Start of The input

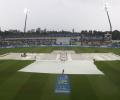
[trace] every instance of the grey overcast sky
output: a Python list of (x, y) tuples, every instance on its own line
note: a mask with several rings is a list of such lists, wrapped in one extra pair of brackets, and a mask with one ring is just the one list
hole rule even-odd
[(0, 0), (0, 27), (23, 31), (24, 8), (29, 8), (27, 30), (108, 31), (105, 2), (113, 30), (120, 30), (120, 0)]

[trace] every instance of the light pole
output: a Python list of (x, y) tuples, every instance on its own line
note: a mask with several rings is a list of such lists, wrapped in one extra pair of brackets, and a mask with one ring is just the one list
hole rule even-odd
[(109, 21), (109, 25), (110, 25), (110, 33), (112, 32), (112, 24), (111, 24), (111, 20), (110, 20), (110, 16), (109, 16), (109, 13), (108, 13), (108, 8), (105, 4), (105, 11), (107, 13), (107, 17), (108, 17), (108, 21)]
[(25, 25), (24, 25), (24, 33), (26, 33), (26, 25), (27, 25), (27, 18), (28, 18), (28, 9), (25, 8), (24, 13), (26, 14), (25, 16)]

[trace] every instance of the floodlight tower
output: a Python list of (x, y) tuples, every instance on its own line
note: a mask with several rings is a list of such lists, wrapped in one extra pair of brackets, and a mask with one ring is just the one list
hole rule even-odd
[(109, 25), (110, 25), (110, 33), (111, 33), (111, 32), (112, 32), (112, 24), (111, 24), (111, 20), (110, 20), (108, 8), (107, 8), (107, 5), (106, 5), (106, 4), (105, 4), (105, 11), (106, 11), (106, 13), (107, 13), (107, 17), (108, 17), (108, 21), (109, 21)]
[(27, 18), (28, 18), (28, 9), (27, 8), (25, 8), (24, 13), (26, 14), (25, 25), (24, 25), (24, 33), (26, 33), (26, 25), (27, 25)]

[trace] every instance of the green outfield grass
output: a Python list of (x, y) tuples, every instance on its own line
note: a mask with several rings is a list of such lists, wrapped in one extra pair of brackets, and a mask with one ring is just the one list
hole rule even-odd
[(53, 50), (74, 50), (76, 53), (106, 53), (113, 52), (120, 55), (118, 48), (80, 48), (80, 47), (41, 47), (41, 48), (5, 48), (0, 49), (0, 54), (9, 52), (50, 53)]
[(18, 72), (33, 61), (0, 60), (0, 100), (120, 100), (120, 61), (95, 62), (105, 75), (69, 75), (71, 93), (54, 92), (58, 75)]

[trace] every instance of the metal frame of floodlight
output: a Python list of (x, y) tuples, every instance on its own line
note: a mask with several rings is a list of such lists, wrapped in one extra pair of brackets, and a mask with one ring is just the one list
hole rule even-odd
[(109, 21), (109, 25), (110, 25), (110, 33), (111, 33), (112, 32), (112, 24), (111, 24), (108, 8), (107, 8), (106, 4), (105, 4), (105, 11), (107, 13), (107, 17), (108, 17), (108, 21)]

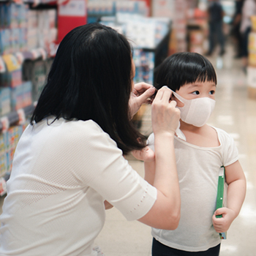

End of The input

- [Objective]: Can you rewrite the items above as a numbered list, leaving out blank lines and omitting the pictures from your answer?

- [Task output]:
1. [trace] every instance of the grey overcast sky
2. output: a Python list of (x, y) tuples, every instance on its own line
3. note: a mask with several rings is a list of such lists, wrapped in one extra pair of brackets, and a mask with one ring is just the one list
4. hole rule even-odd
5. [(0, 0), (0, 27), (23, 31), (24, 8), (29, 8), (27, 30), (108, 31), (105, 2), (113, 30), (120, 30), (120, 0)]
6. [trace] every instance of the light pole
7. output: a Python list of (x, y) tuples, every instance on its own line
8. note: a mask with several rings is a list of such lists, wrapped in one extra pair of brackets, and a mask with one ring is just the one list
9. hole rule even-odd
10. [(109, 21), (109, 25), (110, 25), (110, 33), (112, 32), (112, 24), (111, 24), (111, 20), (110, 20), (110, 16), (109, 16), (109, 13), (108, 13), (108, 8), (105, 4), (105, 11), (107, 13), (107, 17), (108, 17), (108, 21)]
11. [(25, 25), (24, 25), (24, 33), (26, 33), (26, 25), (27, 25), (27, 18), (28, 18), (28, 9), (25, 8), (24, 13), (26, 14), (25, 16)]
12. [trace] every instance of the floodlight tower
13. output: a Python list of (x, y) tuples, every instance on its own line
14. note: a mask with several rings is a list of such lists, wrapped in one extra pair of brackets, and a mask with one ring is just the one list
15. hole rule even-odd
16. [(109, 25), (110, 25), (110, 33), (111, 33), (111, 32), (112, 32), (112, 24), (111, 24), (111, 20), (110, 20), (108, 8), (107, 8), (107, 5), (106, 5), (106, 4), (105, 4), (105, 11), (106, 11), (106, 13), (107, 13), (107, 17), (108, 17), (108, 21), (109, 21)]
17. [(27, 18), (28, 18), (28, 9), (27, 8), (25, 8), (24, 13), (26, 14), (25, 25), (24, 25), (24, 33), (26, 33), (26, 25), (27, 25)]
18. [trace] every instance of the green outfield grass
19. output: a Python list of (x, y) tuples, every instance on its own line
20. note: a mask with several rings is a list of such lists, wrapped in one extra pair of brackets, and a mask with one ring is just the one list
21. hole rule even-odd
22. [(53, 50), (74, 50), (76, 53), (106, 53), (113, 52), (120, 55), (118, 48), (80, 48), (80, 47), (41, 47), (41, 48), (5, 48), (0, 49), (0, 54), (9, 52), (50, 53)]
23. [(18, 72), (33, 61), (0, 60), (0, 100), (120, 100), (120, 61), (95, 62), (105, 75), (69, 75), (71, 93), (54, 92), (58, 75)]
24. [trace] every instance of the metal frame of floodlight
25. output: a Python list of (x, y) tuples, every instance on its own line
26. note: a mask with several rings is a list of such lists, wrapped in one extra pair of brackets, and a mask with one ring is just the one list
27. hole rule even-odd
28. [(109, 21), (109, 25), (110, 25), (110, 33), (111, 33), (112, 32), (112, 24), (111, 24), (108, 8), (107, 8), (106, 4), (105, 4), (105, 11), (107, 13), (107, 17), (108, 17), (108, 21)]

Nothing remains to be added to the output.